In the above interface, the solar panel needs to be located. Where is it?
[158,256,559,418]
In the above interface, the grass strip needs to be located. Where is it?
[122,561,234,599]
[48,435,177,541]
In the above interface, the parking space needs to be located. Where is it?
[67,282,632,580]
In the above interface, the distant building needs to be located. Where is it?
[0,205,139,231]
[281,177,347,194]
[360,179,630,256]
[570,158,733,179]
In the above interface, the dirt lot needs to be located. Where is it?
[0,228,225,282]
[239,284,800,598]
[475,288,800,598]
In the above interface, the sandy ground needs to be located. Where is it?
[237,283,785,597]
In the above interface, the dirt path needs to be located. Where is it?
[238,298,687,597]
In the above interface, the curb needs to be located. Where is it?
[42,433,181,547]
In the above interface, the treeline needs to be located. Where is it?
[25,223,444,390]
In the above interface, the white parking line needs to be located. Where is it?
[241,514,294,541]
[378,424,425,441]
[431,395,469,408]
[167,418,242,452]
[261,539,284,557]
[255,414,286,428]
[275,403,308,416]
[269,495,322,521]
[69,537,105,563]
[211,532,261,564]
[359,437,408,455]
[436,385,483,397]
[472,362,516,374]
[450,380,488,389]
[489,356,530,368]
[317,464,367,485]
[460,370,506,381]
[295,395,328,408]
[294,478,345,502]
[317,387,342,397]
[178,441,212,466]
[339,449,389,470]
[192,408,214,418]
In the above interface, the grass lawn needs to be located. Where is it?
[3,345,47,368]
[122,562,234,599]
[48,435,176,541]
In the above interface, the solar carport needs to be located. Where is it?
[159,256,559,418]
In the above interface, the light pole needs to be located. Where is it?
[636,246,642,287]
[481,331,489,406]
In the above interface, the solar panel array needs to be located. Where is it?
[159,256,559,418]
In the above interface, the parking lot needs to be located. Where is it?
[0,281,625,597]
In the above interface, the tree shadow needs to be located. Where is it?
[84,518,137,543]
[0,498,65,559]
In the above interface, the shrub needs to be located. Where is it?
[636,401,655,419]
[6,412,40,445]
==
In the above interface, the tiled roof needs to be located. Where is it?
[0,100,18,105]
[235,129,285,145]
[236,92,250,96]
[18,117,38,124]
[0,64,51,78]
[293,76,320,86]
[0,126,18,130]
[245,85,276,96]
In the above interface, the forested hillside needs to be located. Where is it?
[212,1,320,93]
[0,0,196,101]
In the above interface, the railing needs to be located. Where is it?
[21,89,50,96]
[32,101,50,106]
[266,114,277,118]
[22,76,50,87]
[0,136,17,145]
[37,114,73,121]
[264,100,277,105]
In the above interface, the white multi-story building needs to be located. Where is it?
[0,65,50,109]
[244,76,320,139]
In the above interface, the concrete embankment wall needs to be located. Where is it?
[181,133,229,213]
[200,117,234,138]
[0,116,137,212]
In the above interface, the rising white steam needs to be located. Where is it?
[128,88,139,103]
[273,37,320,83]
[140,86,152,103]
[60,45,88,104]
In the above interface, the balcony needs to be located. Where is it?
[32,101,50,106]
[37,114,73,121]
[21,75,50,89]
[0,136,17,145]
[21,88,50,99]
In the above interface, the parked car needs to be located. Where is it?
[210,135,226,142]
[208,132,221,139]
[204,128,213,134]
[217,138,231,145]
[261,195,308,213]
* * *
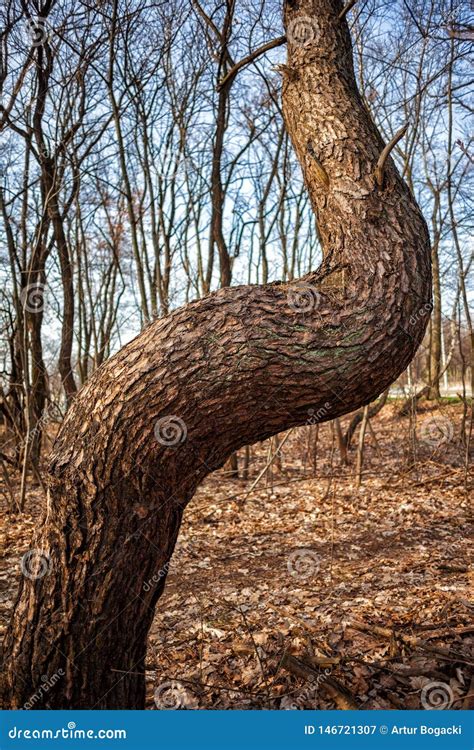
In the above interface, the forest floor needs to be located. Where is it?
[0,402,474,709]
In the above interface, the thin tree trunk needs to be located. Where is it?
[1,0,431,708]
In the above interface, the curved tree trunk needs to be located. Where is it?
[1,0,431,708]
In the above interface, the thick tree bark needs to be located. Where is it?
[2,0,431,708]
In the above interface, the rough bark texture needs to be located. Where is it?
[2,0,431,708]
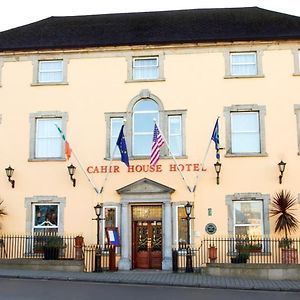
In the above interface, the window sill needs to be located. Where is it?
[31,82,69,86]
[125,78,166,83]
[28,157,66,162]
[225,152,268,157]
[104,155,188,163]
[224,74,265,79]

◆ TASK ◆
Locate every line in the entries above that contains the string "bark", and copy each such line. Match case exactly.

◆ FULL ANSWER ◆
In the above interface, the thick tree bark needs to be located. Where is it?
In the above interface, the rough bark texture needs to be located. Where is it?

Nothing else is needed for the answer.